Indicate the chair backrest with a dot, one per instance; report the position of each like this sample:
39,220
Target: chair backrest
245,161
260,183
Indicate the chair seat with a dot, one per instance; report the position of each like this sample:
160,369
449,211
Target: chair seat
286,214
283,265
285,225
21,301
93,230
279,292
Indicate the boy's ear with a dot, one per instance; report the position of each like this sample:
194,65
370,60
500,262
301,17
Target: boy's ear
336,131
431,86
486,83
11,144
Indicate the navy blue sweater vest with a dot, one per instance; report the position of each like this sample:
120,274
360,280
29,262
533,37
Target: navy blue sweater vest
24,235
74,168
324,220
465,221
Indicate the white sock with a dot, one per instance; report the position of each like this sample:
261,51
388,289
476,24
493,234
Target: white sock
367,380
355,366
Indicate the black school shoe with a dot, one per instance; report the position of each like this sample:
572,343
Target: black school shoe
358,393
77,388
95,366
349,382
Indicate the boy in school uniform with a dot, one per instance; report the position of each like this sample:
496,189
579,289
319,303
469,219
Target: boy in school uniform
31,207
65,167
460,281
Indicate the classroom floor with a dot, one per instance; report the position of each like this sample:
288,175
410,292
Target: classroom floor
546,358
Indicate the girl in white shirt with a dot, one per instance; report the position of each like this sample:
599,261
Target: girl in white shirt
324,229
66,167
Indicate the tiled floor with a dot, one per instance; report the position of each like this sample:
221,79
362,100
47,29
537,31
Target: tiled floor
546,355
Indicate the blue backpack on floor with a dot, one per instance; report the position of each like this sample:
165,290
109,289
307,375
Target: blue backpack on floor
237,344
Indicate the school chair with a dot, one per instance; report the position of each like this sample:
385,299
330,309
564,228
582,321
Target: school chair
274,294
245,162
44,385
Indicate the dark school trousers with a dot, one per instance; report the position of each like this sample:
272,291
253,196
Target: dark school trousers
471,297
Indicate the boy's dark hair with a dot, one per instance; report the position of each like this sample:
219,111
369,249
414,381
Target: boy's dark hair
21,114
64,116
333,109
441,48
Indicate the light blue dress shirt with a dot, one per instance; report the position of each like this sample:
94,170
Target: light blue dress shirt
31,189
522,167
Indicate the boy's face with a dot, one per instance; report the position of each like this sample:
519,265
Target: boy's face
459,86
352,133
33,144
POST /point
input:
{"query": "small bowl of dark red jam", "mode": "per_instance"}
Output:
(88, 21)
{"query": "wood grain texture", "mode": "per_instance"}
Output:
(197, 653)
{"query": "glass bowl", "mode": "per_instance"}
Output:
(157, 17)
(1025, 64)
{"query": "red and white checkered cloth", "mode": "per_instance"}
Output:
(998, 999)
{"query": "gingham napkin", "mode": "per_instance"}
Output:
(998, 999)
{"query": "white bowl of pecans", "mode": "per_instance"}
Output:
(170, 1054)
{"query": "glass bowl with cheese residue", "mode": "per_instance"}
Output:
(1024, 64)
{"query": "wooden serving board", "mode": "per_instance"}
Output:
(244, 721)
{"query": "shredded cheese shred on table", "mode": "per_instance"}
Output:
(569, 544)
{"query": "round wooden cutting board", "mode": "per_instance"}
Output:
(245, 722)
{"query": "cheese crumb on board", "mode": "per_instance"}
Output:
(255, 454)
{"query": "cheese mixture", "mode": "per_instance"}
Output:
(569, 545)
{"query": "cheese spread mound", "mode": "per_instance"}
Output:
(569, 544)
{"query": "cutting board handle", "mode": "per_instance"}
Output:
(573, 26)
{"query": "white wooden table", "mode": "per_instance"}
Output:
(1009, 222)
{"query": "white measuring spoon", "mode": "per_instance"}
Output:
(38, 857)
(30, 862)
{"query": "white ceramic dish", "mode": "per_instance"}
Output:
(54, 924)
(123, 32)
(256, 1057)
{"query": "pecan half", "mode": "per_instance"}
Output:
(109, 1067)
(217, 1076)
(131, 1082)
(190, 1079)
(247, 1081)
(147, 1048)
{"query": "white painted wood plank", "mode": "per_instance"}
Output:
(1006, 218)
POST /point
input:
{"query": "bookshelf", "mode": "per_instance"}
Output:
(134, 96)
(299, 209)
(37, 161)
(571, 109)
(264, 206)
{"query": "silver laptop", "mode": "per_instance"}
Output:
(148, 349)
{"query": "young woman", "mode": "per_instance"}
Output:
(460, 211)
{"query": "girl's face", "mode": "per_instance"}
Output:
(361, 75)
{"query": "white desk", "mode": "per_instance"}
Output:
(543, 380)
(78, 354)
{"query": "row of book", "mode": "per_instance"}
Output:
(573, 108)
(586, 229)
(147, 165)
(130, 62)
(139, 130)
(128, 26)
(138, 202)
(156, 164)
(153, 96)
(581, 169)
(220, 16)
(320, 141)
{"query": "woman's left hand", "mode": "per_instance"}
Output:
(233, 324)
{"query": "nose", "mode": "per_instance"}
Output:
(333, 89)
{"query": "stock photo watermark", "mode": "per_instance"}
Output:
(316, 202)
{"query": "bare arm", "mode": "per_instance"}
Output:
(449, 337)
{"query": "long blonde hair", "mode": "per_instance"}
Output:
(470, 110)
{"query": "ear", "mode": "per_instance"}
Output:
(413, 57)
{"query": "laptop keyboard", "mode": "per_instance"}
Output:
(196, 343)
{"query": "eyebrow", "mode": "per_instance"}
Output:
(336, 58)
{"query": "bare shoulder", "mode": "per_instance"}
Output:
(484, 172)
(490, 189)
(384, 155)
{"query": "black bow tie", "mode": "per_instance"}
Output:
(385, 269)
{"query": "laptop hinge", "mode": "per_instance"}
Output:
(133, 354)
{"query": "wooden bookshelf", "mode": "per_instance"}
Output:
- - - -
## What to produce
Scan the entries above for the string "laptop" and copy each line containing it.

## Reply
{"query": "silver laptop", "mode": "per_instance"}
{"query": "laptop keyboard", "mode": "per_instance"}
{"query": "laptop hinge", "mode": "per_instance"}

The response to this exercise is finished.